:: INSTRUCTION ::
Copy the records below line for line, keeping every word unchanged.

:: DATASET EXTRACT ::
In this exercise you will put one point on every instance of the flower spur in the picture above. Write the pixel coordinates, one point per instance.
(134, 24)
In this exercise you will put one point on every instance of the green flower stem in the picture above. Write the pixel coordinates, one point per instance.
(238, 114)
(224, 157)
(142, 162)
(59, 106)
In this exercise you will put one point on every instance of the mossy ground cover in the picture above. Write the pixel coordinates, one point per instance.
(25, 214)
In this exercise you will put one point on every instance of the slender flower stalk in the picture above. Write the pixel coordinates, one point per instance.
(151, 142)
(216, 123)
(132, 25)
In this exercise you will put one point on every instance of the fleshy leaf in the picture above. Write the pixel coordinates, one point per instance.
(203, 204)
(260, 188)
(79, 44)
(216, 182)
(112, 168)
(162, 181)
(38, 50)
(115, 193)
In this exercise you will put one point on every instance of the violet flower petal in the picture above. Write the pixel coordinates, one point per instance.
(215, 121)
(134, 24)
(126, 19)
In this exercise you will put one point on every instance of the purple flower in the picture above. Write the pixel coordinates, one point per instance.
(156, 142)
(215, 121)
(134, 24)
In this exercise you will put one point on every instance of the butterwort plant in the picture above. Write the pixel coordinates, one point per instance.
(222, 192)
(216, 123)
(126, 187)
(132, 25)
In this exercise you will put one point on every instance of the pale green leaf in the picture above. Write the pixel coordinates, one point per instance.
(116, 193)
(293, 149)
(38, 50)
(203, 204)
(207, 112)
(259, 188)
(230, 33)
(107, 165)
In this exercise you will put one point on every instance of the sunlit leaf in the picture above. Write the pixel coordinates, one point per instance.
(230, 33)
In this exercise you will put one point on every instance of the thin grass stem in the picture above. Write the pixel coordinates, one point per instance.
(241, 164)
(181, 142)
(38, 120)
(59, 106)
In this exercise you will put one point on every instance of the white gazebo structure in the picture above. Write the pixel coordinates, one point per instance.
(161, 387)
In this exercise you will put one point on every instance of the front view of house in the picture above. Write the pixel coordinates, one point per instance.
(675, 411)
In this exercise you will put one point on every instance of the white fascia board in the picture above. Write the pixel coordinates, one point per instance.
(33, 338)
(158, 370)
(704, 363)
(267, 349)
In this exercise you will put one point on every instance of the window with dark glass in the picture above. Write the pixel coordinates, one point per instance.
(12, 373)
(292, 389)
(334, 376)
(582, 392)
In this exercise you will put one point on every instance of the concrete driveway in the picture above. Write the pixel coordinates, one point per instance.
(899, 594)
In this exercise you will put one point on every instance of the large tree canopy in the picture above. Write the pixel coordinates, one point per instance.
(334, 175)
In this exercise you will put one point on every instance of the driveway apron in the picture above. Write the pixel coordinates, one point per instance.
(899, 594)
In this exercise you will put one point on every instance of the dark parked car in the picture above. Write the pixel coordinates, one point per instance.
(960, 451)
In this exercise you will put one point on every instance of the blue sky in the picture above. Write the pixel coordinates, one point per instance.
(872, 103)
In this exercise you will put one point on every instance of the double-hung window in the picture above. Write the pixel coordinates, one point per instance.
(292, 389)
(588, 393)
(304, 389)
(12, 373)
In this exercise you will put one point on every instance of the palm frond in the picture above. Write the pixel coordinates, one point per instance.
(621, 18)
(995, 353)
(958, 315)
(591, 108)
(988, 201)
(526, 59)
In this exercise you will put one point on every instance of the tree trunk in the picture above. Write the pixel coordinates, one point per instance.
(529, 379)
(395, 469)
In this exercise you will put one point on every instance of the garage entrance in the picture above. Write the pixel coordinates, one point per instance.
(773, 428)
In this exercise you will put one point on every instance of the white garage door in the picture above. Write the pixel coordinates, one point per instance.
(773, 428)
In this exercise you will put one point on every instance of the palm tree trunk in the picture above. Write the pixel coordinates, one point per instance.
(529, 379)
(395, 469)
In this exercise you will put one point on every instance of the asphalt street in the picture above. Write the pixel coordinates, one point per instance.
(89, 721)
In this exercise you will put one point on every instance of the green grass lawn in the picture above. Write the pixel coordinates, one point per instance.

:: EXERCISE SOLUTION ::
In this exercise you will put one point on every instance of the flower spur in the picture above. Write the pixel coordinates, one point per instance.
(134, 24)
In this exercise you will put one point on every instance of the green flower stem in the picture above. Write the pixel coordinates, one point per instance.
(238, 114)
(224, 157)
(142, 162)
(59, 106)
In this exercise you will put one point on every instance of the mossy ground cover in the picture above. Write the pixel coordinates, one point per instance.
(25, 214)
In this exercise you will put one point on every instance of the slender flower stalk in the picture above. Write the pixel coordinates, one point per instance.
(151, 142)
(216, 123)
(132, 25)
In this exercise you will put one point on every instance of the fleshy leaf in the picture above. Write the pixel coordinates, one point per instance.
(203, 204)
(260, 188)
(79, 44)
(216, 182)
(112, 168)
(162, 181)
(38, 50)
(115, 193)
In this exercise you will put one point on every instance of the violet flower petal in the picture above. Write the pixel coordinates, one point per instance.
(215, 121)
(134, 24)
(126, 19)
In this exercise you will put one point on every instance of the purple flower in the picture above. Write the pixel coordinates, one point per instance.
(156, 142)
(215, 121)
(134, 24)
In this exercise you will put one point on every instance of the butterwort plant in the picture above. Write the pixel coordinates, one point per instance.
(222, 192)
(216, 123)
(126, 187)
(132, 25)
In this exercise you will put one point on every instance of the pale green leaf in the picture above. Write the pixel coordinates, one point per instance.
(116, 193)
(293, 149)
(38, 50)
(203, 204)
(207, 112)
(259, 188)
(230, 33)
(107, 165)
In this exercise you will put one point on every instance of the sunlit leaf in the picture above. Write the pixel coordinates, one point per instance.
(230, 33)
In this exercise you will put one point on every instance of the thin grass stem in the picture above. Write the pixel coordinates, one point per instance.
(241, 164)
(181, 142)
(38, 120)
(59, 106)
In this exercise you will put one point on every instance of the white gazebo structure in the picture above. Write the pixel coordinates, one point per instance.
(161, 387)
In this exercise you will put one point on every instance of the front view of house in the picture above. Write the pixel coordinates, one point per instance.
(675, 411)
In this exercise you will put one point on every instance of the white fascia board in the picture above. Write the pixel coordinates, one point per instance.
(33, 338)
(158, 370)
(704, 363)
(267, 349)
In this exercise you will put one point on every instance of the window with dark glass in the picture above. Write the pixel coordinates, one point per instance.
(12, 373)
(292, 389)
(334, 376)
(582, 392)
In this exercise you will put one point on every instance of the concrete driveway in the picture above. Write the pixel coordinates, one point per instance.
(899, 594)
In this exercise you will put one point on every instance of the large tree canopy in the picture above. Write the pixel coordinates, one point per instance.
(334, 175)
In this exercise you will put one point on every instance of the driveway apron in the picture above. Write the pixel coordinates, one point per instance.
(899, 594)
In this exercise you will put one point on every instance of the dark parked car in the picture above. Write the pixel coordinates, one point per instance.
(960, 451)
In this exercise you will put one point on every instance of the blue sky in the picture above. Write the pixel coordinates, one point per instance.
(872, 103)
In this exercise you will put one point on every instance of the double-hung window in the picture above. Write the pixel coordinates, one point per instance.
(292, 389)
(588, 393)
(304, 389)
(12, 373)
In this exercise you will put one point on every instance of the palm frond in the picture above. Write the pixel coordinates, one point per instance.
(621, 18)
(995, 353)
(958, 315)
(591, 108)
(988, 201)
(526, 59)
In this exercise you will put one point on every instance of the tree trunk in the picture above. Write the pixel coordinates, one point per instance.
(529, 379)
(395, 469)
In this exercise you will put one point on every instance of the garage entrance in the picture above. Write the pixel coordinates, one point per instance.
(773, 428)
In this exercise you will put one point on every instance of the white garage door in the picture above. Write the pixel coordinates, one point per instance.
(773, 428)
In this exercise you will put one point on every instance of the palm tree trunk in the picture above. Write the pixel coordinates, one point per instance.
(529, 379)
(395, 469)
In this exercise you will put one point on every instance of the asphalt street in the picture above. Write the pixel coordinates, one point per instance.
(89, 721)
In this exercise you will put one point on every instance of the green grass lawn in the picture above. Write the pixel coordinates, one point per instance.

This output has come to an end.